Text block
◆ ◆ ◆

Tuesday, August 6, 2013

Battling the Southern Army Worm

        This  morning as I searched through the tomatoes I pulled this one because the side I was looking at looked just about ripe, but when I pulled it this critter was hanging on the back. Unfortunately for this guy his fate was sealed and he perished shortly after being photographed. According to Google, this seems to be a southern army worm.  After identification I searched "what to do about Southern Armyworm" of course the first result is link to Bayer Crop Science  and their Belt® insecticide.  Uh, no thanks, besides my general distrust of insecticides I once rear ended a guy in a Corvette who gave me his business card while we were exchanging insurance info.  Below the line that read "Vice-President Bio-Technical Division Bayer Corporation" I am pretty sure it said something to the effect of  "I have enough money to have you killed".
         So rather than turn to science or even the bacteria (Bacillus thuringiensis) that some recommend, I just can't bring by self to spray food my kids are going to eat with pesticide, I go all organic and just smoosh the little guy. Then  I remove a large portion of the tomatoes to ripen inside. This has made me realize that I need to find ways to fight these pests in the garden. This year my main bug control was simply to keep things as neat and nicely weeded as I could, but I will have to break down and spray with a little soap and water.  From here I need to work to increasing the beneficial insects like worms and ladybugs.

◆ ◆ ◆

Pointing data for regions:
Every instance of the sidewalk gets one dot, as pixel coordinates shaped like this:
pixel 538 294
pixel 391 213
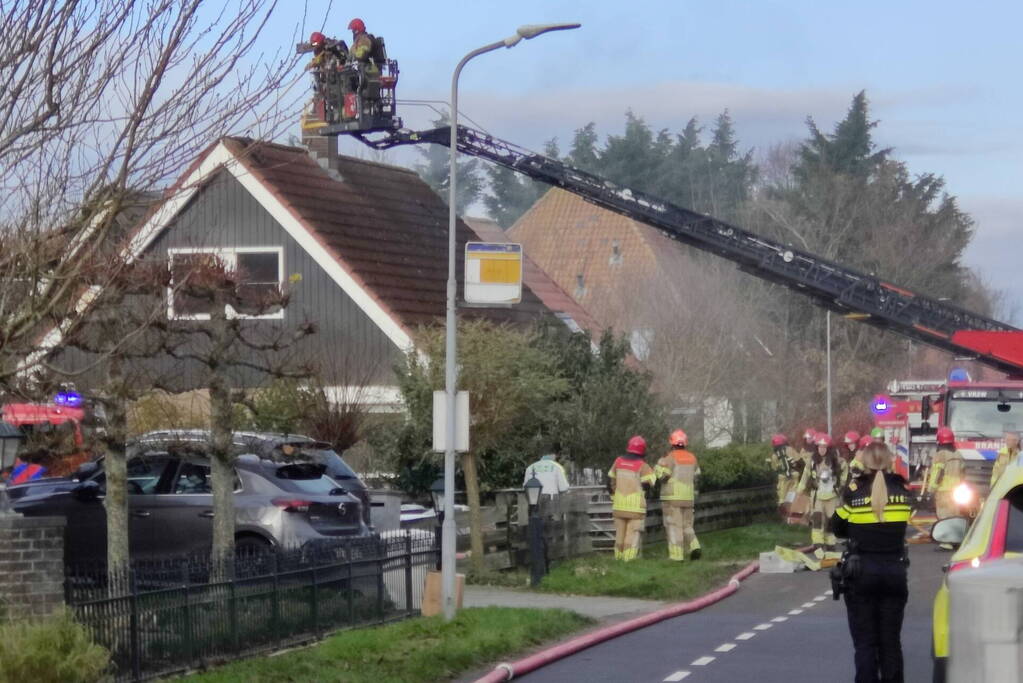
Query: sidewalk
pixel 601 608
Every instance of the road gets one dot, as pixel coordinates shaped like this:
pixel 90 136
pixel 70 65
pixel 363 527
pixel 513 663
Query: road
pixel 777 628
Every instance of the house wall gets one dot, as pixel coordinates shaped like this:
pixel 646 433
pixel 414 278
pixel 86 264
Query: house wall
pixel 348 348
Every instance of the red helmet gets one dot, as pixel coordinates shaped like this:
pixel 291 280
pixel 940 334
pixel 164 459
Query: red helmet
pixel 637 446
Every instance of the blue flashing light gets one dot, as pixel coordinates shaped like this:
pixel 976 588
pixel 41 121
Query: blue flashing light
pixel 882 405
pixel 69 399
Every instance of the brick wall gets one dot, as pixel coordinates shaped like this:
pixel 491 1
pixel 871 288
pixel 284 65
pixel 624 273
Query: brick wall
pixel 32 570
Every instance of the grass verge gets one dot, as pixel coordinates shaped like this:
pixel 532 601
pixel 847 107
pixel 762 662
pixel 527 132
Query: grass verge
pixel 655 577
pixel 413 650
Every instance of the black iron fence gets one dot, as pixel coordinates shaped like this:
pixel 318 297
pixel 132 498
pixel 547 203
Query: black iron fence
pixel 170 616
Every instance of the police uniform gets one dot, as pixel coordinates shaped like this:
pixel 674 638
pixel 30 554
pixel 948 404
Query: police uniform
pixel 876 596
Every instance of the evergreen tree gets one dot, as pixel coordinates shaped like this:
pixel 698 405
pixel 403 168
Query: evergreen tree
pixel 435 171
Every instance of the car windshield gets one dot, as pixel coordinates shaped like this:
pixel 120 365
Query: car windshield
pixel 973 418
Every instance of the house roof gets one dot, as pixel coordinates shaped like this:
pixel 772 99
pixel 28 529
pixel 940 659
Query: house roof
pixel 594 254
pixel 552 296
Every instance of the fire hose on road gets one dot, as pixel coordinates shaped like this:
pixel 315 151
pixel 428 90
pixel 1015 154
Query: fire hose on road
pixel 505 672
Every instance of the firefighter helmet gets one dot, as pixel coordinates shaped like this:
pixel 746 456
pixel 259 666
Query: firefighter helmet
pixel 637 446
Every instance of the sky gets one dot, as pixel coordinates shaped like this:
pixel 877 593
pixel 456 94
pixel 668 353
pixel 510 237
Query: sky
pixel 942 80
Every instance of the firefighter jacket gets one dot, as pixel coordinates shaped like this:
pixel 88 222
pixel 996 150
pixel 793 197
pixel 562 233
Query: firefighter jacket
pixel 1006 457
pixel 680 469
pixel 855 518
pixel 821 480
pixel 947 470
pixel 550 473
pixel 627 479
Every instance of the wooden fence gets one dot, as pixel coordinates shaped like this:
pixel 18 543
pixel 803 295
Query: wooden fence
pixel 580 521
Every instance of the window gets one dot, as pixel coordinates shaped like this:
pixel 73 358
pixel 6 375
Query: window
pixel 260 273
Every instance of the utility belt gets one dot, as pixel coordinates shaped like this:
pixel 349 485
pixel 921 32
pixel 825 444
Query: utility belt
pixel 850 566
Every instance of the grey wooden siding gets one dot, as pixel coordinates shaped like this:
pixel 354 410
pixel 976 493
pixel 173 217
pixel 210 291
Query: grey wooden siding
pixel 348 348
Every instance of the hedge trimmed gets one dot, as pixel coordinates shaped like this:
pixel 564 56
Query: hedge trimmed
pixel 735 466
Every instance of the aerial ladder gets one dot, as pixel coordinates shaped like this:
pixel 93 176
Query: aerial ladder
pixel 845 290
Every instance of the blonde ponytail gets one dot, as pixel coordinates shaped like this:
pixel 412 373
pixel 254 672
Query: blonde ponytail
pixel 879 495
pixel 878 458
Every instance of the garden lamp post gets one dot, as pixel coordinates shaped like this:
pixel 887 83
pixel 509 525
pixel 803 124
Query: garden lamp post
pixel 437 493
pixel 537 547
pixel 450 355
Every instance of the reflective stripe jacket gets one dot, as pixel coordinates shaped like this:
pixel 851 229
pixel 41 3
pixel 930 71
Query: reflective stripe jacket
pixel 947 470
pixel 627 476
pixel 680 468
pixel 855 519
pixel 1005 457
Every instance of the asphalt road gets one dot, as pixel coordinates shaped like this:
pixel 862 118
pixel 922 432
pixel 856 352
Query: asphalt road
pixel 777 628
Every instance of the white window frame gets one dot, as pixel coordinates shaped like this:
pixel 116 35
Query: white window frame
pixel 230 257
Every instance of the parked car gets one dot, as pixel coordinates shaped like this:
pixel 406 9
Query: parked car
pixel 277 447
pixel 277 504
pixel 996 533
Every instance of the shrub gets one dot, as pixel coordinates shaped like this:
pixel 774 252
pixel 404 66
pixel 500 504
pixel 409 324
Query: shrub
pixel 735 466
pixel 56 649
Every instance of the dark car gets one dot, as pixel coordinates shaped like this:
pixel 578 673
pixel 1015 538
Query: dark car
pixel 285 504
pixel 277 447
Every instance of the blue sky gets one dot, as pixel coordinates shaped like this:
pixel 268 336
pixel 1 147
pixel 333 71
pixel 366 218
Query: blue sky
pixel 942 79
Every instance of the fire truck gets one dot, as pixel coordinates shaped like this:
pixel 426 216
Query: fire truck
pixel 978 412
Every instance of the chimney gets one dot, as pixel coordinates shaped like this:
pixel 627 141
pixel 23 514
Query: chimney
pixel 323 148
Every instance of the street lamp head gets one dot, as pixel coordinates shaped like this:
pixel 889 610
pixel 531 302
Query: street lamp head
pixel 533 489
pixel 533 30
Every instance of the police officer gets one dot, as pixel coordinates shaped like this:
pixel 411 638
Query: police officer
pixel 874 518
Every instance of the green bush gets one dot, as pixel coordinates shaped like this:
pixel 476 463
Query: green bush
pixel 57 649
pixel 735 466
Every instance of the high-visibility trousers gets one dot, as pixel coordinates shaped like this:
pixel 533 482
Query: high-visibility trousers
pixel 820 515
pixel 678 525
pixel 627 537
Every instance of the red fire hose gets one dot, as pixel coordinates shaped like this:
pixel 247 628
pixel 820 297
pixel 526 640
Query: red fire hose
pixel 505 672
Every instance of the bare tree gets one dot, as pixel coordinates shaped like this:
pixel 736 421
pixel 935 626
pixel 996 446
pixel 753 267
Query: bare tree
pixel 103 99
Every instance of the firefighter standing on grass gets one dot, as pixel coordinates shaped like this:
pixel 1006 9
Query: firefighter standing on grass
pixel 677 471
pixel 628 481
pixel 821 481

◆ ◆ ◆

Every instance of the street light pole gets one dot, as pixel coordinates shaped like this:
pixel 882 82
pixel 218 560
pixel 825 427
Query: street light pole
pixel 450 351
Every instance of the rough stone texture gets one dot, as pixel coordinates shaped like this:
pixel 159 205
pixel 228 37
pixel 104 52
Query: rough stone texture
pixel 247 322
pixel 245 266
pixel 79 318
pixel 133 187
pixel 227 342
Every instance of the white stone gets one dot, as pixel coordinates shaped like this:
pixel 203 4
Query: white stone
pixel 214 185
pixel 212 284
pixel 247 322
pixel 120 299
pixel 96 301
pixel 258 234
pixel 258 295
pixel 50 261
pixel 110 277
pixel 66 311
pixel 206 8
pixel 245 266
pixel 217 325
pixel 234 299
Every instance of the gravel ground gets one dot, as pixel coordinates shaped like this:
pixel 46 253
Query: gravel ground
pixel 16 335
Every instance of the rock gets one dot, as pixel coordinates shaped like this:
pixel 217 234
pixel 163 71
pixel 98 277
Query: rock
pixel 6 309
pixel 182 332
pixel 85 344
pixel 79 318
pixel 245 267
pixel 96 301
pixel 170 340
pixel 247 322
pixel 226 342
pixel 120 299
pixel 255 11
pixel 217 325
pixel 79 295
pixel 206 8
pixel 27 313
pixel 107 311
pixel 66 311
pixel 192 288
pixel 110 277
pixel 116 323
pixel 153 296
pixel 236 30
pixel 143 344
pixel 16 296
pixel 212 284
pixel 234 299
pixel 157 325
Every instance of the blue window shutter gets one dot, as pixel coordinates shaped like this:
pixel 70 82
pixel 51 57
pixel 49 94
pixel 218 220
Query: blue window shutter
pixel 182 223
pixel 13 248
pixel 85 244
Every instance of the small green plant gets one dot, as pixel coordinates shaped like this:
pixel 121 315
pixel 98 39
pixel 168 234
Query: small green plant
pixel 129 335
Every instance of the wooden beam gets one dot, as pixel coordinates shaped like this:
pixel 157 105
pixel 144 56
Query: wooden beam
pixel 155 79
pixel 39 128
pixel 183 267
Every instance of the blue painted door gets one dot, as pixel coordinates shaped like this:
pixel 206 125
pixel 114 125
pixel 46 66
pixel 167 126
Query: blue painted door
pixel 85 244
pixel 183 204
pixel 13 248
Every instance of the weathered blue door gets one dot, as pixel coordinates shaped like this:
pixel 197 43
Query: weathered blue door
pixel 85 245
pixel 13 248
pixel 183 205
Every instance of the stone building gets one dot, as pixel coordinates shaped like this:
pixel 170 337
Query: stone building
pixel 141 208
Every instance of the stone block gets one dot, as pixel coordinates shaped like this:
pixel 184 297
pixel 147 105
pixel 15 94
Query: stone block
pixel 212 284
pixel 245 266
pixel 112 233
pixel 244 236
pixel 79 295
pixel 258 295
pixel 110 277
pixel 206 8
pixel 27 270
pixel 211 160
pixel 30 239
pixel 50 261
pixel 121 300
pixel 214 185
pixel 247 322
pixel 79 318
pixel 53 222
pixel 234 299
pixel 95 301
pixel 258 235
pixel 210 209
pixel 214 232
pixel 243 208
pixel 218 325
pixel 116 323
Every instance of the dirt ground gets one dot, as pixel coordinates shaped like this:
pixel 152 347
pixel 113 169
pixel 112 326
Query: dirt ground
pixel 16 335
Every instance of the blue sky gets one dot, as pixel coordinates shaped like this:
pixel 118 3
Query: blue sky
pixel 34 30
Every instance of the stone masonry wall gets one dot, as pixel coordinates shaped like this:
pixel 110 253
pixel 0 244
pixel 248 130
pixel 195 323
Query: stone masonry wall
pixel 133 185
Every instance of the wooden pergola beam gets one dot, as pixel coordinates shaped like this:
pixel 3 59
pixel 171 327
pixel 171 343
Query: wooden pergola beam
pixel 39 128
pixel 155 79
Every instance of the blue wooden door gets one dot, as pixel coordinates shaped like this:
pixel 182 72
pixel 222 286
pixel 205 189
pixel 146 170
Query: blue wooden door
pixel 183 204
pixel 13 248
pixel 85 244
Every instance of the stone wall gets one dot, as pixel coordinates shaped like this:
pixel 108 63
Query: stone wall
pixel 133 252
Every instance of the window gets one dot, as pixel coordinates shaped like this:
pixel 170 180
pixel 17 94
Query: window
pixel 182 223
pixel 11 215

◆ ◆ ◆

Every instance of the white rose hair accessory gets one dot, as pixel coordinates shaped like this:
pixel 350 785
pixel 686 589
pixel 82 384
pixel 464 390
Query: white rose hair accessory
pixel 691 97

◆ ◆ ◆

Please pull out the full post on battling the southern army worm, word for word, leaving out the entries.

Result for this exercise
Tuesday, August 6, 2013

Battling the Southern Army Worm

        This  morning as I searched through the tomatoes I pulled this one because the side I was looking at looked just about ripe, but when I pulled it this critter was hanging on the back. Unfortunately for this guy his fate was sealed and he perished shortly after being photographed. According to Google, this seems to be a southern army worm.  After identification I searched "what to do about Southern Armyworm" of course the first result is link to Bayer Crop Science  and their Belt® insecticide.  Uh, no thanks, besides my general distrust of insecticides I once rear ended a guy in a Corvette who gave me his business card while we were exchanging insurance info.  Below the line that read "Vice-President Bio-Technical Division Bayer Corporation" I am pretty sure it said something to the effect of  "I have enough money to have you killed".
         So rather than turn to science or even the bacteria (Bacillus thuringiensis) that some recommend, I just can't bring by self to spray food my kids are going to eat with pesticide, I go all organic and just smoosh the little guy. Then  I remove a large portion of the tomatoes to ripen inside. This has made me realize that I need to find ways to fight these pests in the garden. This year my main bug control was simply to keep things as neat and nicely weeded as I could, but I will have to break down and spray with a little soap and water.  From here I need to work to increasing the beneficial insects like worms and ladybugs.